:: GIVEN PASSAGE ::
○ ○ ○ ○ ○

The court, in Commonwealth v. Acker, expressly pretermitted the question whether, to sustain the prosecution, it was necessary to show that Acker had established a permanent as distinguished from a temporary residence in the State.

We are of the opinion that the reasoning of the court inCommonwealth v. Acker, quoted above, is sound, and should be followed in the construction and enforcement of our statute. When a citizen of another State, having there assumed the legal obligation of the support of a wife or child, removes to this State and takes up his residence here, he comes burdened with the same duty and obligation, and for him to continue in the State without meeting and performing such obligation is to violate not only the letter but the spirit of the statute.

We can see no reason for limiting the application of the statute to a delinquent father who has established a permanent residence or legal domicile in the State. Certainly the statute would not be applicable to one found *608 in the State on a journey or to a mere transient, but we think the statute is violated by one who establishes a temporary residence, and during the continuation of such residence willfully and without good cause fails and neglects to render that support to his wife and dependent child which the statute requires.

○ ○ ○ ○ ○

Entries from a point annotation set
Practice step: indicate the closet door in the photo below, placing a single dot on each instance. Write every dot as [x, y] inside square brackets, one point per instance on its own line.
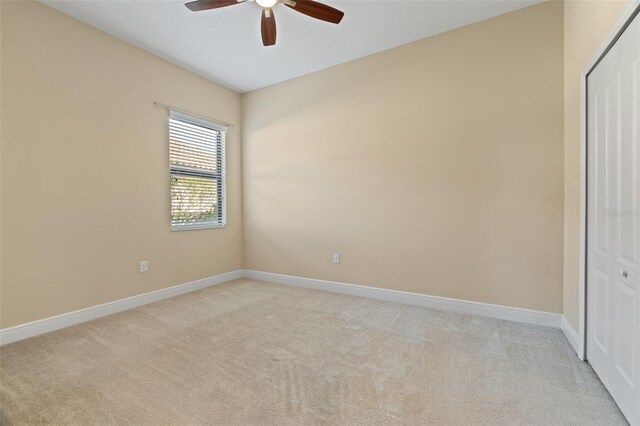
[613, 217]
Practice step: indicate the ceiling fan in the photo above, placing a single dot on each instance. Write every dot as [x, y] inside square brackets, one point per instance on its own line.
[268, 24]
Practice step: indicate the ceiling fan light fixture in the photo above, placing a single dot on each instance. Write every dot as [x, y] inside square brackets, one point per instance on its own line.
[267, 3]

○ ○ ○ ○ ○

:: GOALS ::
#1 Output the stretch of the court opinion on the support statute from "The court, in" through "of the statute.", copied word for word.
#2 Carry the court opinion on the support statute forward from its last sentence with the passage that comes next.

:: ANSWERS FOR THIS EXERCISE ::
#1
The court, in Commonwealth v. Acker, expressly pretermitted the question whether, to sustain the prosecution, it was necessary to show that Acker had established a permanent as distinguished from a temporary residence in the State.

We are of the opinion that the reasoning of the court inCommonwealth v. Acker, quoted above, is sound, and should be followed in the construction and enforcement of our statute. When a citizen of another State, having there assumed the legal obligation of the support of a wife or child, removes to this State and takes up his residence here, he comes burdened with the same duty and obligation, and for him to continue in the State without meeting and performing such obligation is to violate not only the letter but the spirit of the statute.

#2
The plaintiff in error has been in Tennessee working in and out of the City of Nashville, from May 5, 1927, to August 11, 1927, when the warrant for his arrest was issued. On the trial of the case, he offered as an excuse for failing to seek other employment, that he was awaiting a promise of employment with a mercantile company in Nashville. It is our opinion that his residence in the county where the prosecution was brought from May to August was a sufficient residence to render him amenable to the statute invoked.

It follows that the assignments of error made in this court will be overruled, and the judgment of the trial court affirmed.

The case will be remanded to the trial court for execution of the judgment rendered, and on the remand the trial court will have jurisdiction to hear any reasonable petition, supported by evidence, for a modification of the order fixing the amount required to be contributed by the plaintiff in error for the support of his wife.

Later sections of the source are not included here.